SHORT PROBLEM:
Exactly as given, repeat all of the entries.

INPUT FOR THIS TASK:

"""

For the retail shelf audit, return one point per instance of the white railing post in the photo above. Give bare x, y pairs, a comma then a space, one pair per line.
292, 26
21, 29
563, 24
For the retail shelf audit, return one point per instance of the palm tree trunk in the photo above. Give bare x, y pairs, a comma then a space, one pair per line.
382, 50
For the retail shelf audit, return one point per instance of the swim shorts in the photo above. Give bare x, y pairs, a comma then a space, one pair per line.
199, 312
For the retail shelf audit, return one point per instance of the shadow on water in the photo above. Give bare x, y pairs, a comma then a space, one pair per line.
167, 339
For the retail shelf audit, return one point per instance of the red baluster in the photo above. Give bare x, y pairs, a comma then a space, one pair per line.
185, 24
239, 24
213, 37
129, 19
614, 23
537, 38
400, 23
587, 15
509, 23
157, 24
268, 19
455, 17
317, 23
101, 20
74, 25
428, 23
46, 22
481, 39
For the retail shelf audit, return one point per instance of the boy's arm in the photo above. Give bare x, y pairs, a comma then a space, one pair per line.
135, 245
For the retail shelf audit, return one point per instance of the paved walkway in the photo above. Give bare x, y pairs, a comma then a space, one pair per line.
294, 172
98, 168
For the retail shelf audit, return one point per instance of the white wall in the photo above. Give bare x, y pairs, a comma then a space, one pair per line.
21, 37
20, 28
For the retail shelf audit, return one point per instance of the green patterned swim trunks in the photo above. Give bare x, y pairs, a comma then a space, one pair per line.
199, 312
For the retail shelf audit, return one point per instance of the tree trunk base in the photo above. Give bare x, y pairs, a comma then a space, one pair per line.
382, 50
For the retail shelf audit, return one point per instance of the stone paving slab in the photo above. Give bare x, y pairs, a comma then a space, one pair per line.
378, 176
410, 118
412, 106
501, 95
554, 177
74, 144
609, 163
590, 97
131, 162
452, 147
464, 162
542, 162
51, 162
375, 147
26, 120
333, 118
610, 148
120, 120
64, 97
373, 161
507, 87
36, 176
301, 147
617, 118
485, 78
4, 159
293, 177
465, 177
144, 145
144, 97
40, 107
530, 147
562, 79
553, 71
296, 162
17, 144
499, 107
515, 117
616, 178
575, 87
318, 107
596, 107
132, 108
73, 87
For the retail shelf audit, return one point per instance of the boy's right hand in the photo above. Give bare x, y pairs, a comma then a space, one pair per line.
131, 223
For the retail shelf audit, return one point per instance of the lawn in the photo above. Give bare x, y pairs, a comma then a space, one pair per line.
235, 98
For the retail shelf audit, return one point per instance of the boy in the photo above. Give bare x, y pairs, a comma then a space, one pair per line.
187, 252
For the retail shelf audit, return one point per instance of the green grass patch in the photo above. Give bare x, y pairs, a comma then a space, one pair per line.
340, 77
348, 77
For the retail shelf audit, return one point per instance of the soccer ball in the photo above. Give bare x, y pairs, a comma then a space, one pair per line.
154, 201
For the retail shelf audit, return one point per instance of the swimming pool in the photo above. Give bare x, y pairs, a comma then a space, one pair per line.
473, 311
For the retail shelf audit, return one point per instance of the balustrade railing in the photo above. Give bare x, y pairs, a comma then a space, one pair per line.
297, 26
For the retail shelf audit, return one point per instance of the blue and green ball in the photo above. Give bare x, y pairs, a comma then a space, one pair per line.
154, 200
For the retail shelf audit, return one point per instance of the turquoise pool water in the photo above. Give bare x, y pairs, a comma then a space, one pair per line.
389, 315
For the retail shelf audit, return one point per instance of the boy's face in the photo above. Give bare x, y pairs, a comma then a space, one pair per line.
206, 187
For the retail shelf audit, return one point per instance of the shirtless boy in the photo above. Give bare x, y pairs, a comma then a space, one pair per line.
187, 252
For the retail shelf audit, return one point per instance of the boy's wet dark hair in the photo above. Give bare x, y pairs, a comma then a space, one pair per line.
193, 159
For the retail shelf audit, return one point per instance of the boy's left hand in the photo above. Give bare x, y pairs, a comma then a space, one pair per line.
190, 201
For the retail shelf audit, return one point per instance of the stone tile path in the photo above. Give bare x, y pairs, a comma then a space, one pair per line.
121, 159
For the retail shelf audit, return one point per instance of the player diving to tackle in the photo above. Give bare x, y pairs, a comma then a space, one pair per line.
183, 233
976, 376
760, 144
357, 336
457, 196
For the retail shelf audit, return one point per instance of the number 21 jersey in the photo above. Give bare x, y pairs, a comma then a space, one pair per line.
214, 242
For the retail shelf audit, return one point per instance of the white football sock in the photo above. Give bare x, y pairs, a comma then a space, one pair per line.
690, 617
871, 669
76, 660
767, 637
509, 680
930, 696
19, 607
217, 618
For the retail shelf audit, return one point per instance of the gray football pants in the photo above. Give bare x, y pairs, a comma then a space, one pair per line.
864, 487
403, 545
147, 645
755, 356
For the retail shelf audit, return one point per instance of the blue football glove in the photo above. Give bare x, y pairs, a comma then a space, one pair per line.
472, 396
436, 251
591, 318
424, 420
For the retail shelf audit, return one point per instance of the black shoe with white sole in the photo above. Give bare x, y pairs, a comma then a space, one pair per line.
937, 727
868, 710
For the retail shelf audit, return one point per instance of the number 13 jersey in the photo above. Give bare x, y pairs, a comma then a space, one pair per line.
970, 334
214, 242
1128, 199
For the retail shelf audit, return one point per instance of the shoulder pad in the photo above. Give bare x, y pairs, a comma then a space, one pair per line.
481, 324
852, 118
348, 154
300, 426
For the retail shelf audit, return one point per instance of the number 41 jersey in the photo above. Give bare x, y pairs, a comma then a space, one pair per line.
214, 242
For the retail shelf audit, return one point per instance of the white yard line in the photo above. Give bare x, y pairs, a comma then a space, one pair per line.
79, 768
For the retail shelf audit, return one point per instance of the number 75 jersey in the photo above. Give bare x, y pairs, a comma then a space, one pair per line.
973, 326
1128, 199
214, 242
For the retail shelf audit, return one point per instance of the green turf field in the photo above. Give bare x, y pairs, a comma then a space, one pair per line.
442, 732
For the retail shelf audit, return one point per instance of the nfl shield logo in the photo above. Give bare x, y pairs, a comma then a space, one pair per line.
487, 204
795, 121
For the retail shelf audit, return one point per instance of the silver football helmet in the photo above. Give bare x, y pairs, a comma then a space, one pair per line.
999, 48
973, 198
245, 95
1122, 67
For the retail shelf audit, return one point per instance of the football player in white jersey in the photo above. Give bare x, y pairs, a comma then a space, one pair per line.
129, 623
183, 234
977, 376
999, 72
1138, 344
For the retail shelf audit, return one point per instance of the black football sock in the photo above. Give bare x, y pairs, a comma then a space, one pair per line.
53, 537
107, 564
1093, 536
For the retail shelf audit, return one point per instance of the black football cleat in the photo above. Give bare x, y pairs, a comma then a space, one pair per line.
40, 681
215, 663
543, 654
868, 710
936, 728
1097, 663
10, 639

"""

TASK RESULT:
For the retail shelf audit, return one point per instance of the white railing post in the photo above. Give bare x, y pairs, a comma then a space, one pair per line.
292, 26
21, 29
563, 24
For the retail shelf audit, return one point per instance of the palm tree trunk in the photo above. Give bare x, y pairs, a comma then a space, one pair per line.
382, 50
For the retail shelf audit, return one point per instance of the swim shorts in the photo above. Give bare x, y pairs, a comma then a space, one pair per line.
199, 312
For the retail shelf audit, return one point per instance of the shadow on water in the photo above. Give bare x, y pairs, a comma then a space, one pair per line.
167, 339
For the retail shelf audit, return one point per instance of the red baluster in the photo above. Give bare x, y pairs, a comma then a space, one pair per line.
185, 24
239, 24
213, 37
129, 19
614, 23
537, 38
400, 23
587, 15
509, 23
157, 24
268, 19
455, 17
317, 23
101, 20
74, 25
428, 23
46, 22
481, 39
For the retail shelf audit, return one point per instance of the boy's arm in the photo above. Give bare x, y pairs, a comma then a space, one pair per line.
135, 245
For the retail shelf audit, return one point per instance of the paved walkway in the photo above. Give bare x, y pairs, a comma then a space, one pair per line.
294, 172
98, 168
For the retail shelf audit, return one point per instance of the white wall in the photo above. Give bare x, y pairs, a comma then a space, one pair per line.
21, 37
20, 28
For the retail shelf audit, return one point per instance of the green patterned swim trunks in the photo above. Give bare x, y pairs, a comma then a space, one pair per line.
199, 312
For the retail shelf audit, return one point per instance of the tree trunk base in the photo above. Give bare x, y pairs, a comma then a space, one pair per line.
382, 50
For the retail shelf audit, return one point per instance of the stone paving slab in the photo above. Give bare x, y pairs, a comma then a space, one pair per line.
378, 176
410, 118
412, 106
501, 95
554, 177
74, 144
609, 163
590, 97
131, 162
452, 147
464, 162
542, 162
51, 162
375, 147
26, 120
333, 118
610, 148
120, 120
64, 97
373, 161
507, 87
36, 176
301, 147
617, 118
485, 78
4, 159
293, 177
465, 177
144, 145
144, 97
40, 107
530, 147
562, 79
553, 71
296, 162
17, 144
499, 107
515, 117
616, 178
575, 87
318, 107
596, 107
132, 108
73, 87
For the retail shelf audit, return one point per instance of the boy's right hand in the photo above. Give bare x, y pairs, a comma then a space, one pair per line.
131, 223
For the retail shelf audit, return one point per instance of the lawn in the photo above. Give bare x, y pairs, a comma then a space, one pair per line.
235, 98
For the retail shelf audit, return one point per instance of the boy in the photo above. Give bare x, y pairs, a comma then a space, one pair per line.
187, 252
For the retail shelf audit, return one point per instance of the green grass patch in the photo above. Give bare x, y pairs, a comma then a space, one pair per line.
340, 77
348, 77
For the retail shelf audit, return one point per instance of the soccer ball in the photo above. Give bare x, y pairs, a comma then a space, one pair per line.
154, 201
For the retail shelf audit, return one point per instance of the swimming pool in the photo above. Give bare x, y pairs, a comma then a space, one pair per line.
473, 311
For the retail shelf audit, return one point per instance of the balustrade railing in the photo above. Give bare x, y pairs, a comma then a space, one pair per line.
297, 26
For the retail shelf audit, return one point per instance of the blue and green ball in the photo above. Give bare x, y pairs, a comma then a space, one pair per line.
154, 200
For the retail shelf audit, return one point per instance of the turquoise pool water in the photo above. Give bare x, y pairs, a comma then a space, one pair per line.
389, 315
For the retail shelf audit, return one point per instance of the boy's face in the photo above. Give bare x, y pairs, a comma then a space, one pair per line.
206, 187
For the retail shelf audit, return one point per instance of the shirtless boy in the photo above. Give bare x, y pairs, a comma then a space, one pair per line.
187, 252
For the retail shelf audit, return one point per instance of the boy's wet dark hair in the photo above. Give bare x, y pairs, a comma then a space, one pair per line.
193, 159
For the retail shelf audit, return one point per instance of the boy's left hand in the photo above. Give bare x, y pairs, a comma then a space, one pair per line.
190, 201
For the retail shelf audit, return one point per instance of the stone tile path in the photo above. Give bare x, y pairs, a comma then a space, one pair per line.
121, 159
For the retail shelf audit, return one point per instance of the player diving to tackle in the photo above. Give bare x, y pairs, a comma then a space, one pair per line.
183, 233
976, 376
760, 144
357, 336
457, 196
For the retail shelf audit, return one point per instance of the number 21 jersey in the photo above. Give bare x, y pairs, a comma then a space, one pair per line.
214, 242
For the retail shelf audit, return one point per instance of the white football sock in the photo above. Give bare x, y pairs, a comma then a space, one pair per line.
690, 617
871, 669
76, 660
767, 637
509, 680
930, 696
19, 607
217, 618
For the retail shelf audit, return one point per instance of the gray football pants in the photo above. Give bare x, y pairs, a comma then a space, one pair per line.
864, 487
403, 545
147, 645
755, 356
For the retail shelf audit, return one point per instance of the blue football glove in the photo above. Give bare x, y pairs, a comma then a space, one pair per line.
472, 396
436, 251
591, 318
424, 420
For the retail shelf audit, return one point per instance of the black shoe with white sole in the photo above. Give bare x, y pairs, a comma then a space, one pair per line.
937, 727
868, 710
For the retail shelf audit, return one point per instance of the number 13 jersey in the photo above. Give bare x, y pairs, a comma then a space, one pair per line.
970, 334
214, 242
1128, 199
For the retail shelf audit, return one point per instance of the shoulder pad in the photo above. Give bare x, y pairs, a comma then a space, one pair per line.
481, 324
852, 118
348, 154
300, 426
For the retail shelf audit, return one point per instance of the number 41 jersey in the photo above. Give bare x, y pairs, a comma then a space, one pair per line.
214, 242
For the retail shelf audit, return one point per instance of the white yard line in the photo above. Give bare x, y pairs, a comma then a space, one pair per line.
79, 768
For the retail shelf audit, return one point per instance of the number 75 jersey in the photo above. Give bare x, y pairs, a comma then a space, one pair per line.
973, 326
1128, 199
214, 242
For the retail shelf audit, return one point per instance of the green turf field in the photo above. Give bare x, y pairs, a comma then a space, one pair per line.
442, 732
For the retail shelf audit, return one point per instance of the nfl shield logo in the photo above. Give bare x, y pairs, a comma then a space, one pair per line.
487, 204
795, 121
For the retail shelf audit, return one point per instance of the silver football helmet in the photo above. Give bare x, y pairs, a comma then a space, one pair per line.
999, 48
973, 198
245, 95
1122, 67
For the retail shelf audit, return one point per instance of the football player in white jersey in the photo above. Give bare x, y pairs, a comma then a space, one pair per line.
129, 623
183, 234
977, 376
999, 72
1138, 344
For the retail shelf audit, return one point per instance of the black football sock in the photo above. Give bare x, y pairs, a comma then a space, one pair per line.
53, 537
107, 564
1093, 536
For the retail shelf audit, return one point per instance of the black football cleat in the photo above. Give bare x, y pairs, a comma then a space, one pair per line.
40, 681
215, 663
543, 654
868, 710
936, 728
1097, 663
10, 639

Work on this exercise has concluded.